Problem statement
Reproduce the records below verbatim, line for line, but omit the pictures.

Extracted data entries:
================

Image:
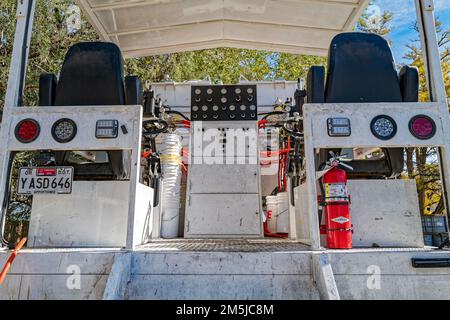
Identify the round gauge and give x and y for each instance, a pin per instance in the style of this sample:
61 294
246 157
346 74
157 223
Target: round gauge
422 127
27 130
383 127
64 130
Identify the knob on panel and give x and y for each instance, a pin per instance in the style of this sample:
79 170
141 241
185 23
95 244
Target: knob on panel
223 102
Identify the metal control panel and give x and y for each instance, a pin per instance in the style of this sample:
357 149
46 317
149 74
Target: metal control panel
223 103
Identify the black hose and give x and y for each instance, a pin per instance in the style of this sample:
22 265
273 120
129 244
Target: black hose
271 113
5 204
178 113
291 132
150 134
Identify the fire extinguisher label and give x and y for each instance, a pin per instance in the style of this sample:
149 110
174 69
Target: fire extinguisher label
340 220
338 191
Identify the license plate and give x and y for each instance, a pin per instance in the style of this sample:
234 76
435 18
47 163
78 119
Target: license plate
52 180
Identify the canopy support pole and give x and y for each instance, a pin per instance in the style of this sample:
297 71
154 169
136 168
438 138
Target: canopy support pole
14 94
430 50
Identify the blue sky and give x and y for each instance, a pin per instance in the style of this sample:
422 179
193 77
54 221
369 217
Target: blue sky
404 17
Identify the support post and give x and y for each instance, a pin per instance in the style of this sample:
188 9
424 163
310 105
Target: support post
14 92
435 81
430 50
311 183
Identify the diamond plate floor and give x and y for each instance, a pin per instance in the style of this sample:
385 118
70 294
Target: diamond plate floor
224 245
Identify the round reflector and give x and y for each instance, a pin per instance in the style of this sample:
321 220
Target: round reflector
383 127
27 130
422 127
64 130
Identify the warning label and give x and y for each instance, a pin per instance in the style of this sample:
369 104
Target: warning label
336 190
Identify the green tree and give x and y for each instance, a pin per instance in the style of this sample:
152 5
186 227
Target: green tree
422 163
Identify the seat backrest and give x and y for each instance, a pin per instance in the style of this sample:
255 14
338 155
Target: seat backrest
361 69
92 74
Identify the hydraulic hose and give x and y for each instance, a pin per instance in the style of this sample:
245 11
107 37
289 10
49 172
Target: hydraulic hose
178 113
151 134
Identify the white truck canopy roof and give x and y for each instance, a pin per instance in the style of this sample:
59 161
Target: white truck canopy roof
149 27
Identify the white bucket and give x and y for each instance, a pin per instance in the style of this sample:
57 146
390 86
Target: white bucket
282 213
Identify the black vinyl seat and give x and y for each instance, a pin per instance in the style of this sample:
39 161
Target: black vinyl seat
361 69
92 74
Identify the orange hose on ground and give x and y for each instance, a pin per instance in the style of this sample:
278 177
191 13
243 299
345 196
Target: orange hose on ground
11 259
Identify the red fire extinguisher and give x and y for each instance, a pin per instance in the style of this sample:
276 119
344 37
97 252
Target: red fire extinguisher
336 204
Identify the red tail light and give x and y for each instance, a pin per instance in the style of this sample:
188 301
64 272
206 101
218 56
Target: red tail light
27 130
422 127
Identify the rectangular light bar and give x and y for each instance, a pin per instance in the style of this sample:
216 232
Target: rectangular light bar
106 129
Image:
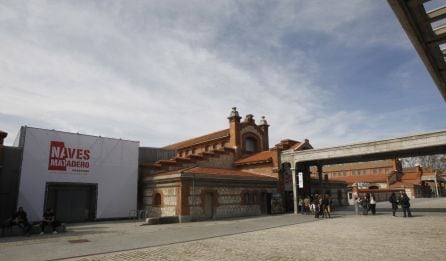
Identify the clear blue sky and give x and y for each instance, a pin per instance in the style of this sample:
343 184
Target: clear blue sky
335 72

================

Exercise solution
Image:
Identify the round gauge and give x and y for each instance, a pin per instance in the style of this sample:
61 294
246 157
346 74
157 223
Target: round gauge
422 127
27 130
383 127
64 130
Identify the knob on panel and give x and y for each instance, a pin per instance in the style of this sample:
79 170
141 241
185 23
95 244
Target: knob on panel
223 102
Identify the metal control panel and give x and y for each instance, a pin per instance in the style of this sample:
357 149
46 317
149 74
Target: metal control panel
223 103
Identify the black hose and give x and y for each instance, a pin per instance in the style of this sample:
22 265
273 120
129 244
Target: black hose
271 113
5 204
178 113
291 132
150 134
Identify the fire extinguisher label and give x and y for each instance, a pin per instance in the style of this sample:
149 110
174 69
Target: fire extinguisher label
340 220
338 191
Identify the license plate and give x and y for each instance, a pin per instance in the style of this sample:
234 76
435 18
47 163
78 119
Target: license plate
52 180
Identify the canopy support pole and give x and y for each instance, a pin per instance in the style of this sample:
297 71
154 169
136 168
438 138
Target: canopy support pole
14 94
430 50
Identify the blue sky and give x and y for each instance, a pin per instance in the style of this sample:
422 179
193 77
54 221
369 217
Target: blue sky
404 17
Identify the support post and give x and y for each instance, a pin per instance in the style of this sample:
188 9
424 163
310 105
Target: support post
14 92
435 81
430 50
311 183
Identify the diamond plate floor and give x and y for each instance, a pin per instance in the style of this sample:
385 118
70 294
Target: diamond plate floor
224 245
Identify the round reflector and give x and y for each instance, a pin per instance in the style of this sample:
321 220
Target: round reflector
383 127
27 130
422 127
64 130
Identify the warning label and give x and y for each instance, a pin per instance in the style of this sample:
369 104
Target: warning label
336 190
Identify the green tree and give x and y for each instance, a pin per instance in the style of this sample:
152 5
186 227
Target: green tree
422 163
Identify the seat backrest and give x and y for each instance, a pin per instance in the style of this sample:
255 14
338 155
Target: seat backrest
361 69
92 74
Identify the hydraulic hose and give x and y for each instance, a pin per instance in the style of this sample:
245 11
107 37
289 10
49 172
Target: hydraulic hose
178 113
151 134
Identify the white truck canopy roof and give x and y for each instance, a pin per instance in the style of this sample:
59 161
Target: white truck canopy roof
149 27
Identify the white bucket and give x and y for each instance, a pin per instance in the style of this sample:
57 146
390 86
Target: white bucket
282 213
Identify the black vinyl seat and give x and y for each instance, a pin per instance in the style of this sample:
39 161
Target: black vinyl seat
361 69
92 74
Identify the orange hose on ground and give x and y for each instance, a pin per instance in the style of this sample:
278 177
191 13
243 299
345 196
Target: orange hose on ground
11 259
Identify the red fire extinguisher and give x and y for each instance, a pin per instance in the style of this sample:
276 119
344 37
97 252
Target: red fire extinguisher
336 204
Identify the red tail light and give x and y for each instance, a pin per instance in the style of this sample:
188 301
64 272
206 101
218 56
Target: red tail light
27 130
422 127
Identify the rectangular light bar and give x and y for each instance, a pin per instance in the style of this sample:
216 232
Target: rectangular light bar
106 129
Image:
Identify the clear blue sky and give x and y for each instance, a pin per instance in the style of this sample:
343 184
Target: clear blue sky
335 72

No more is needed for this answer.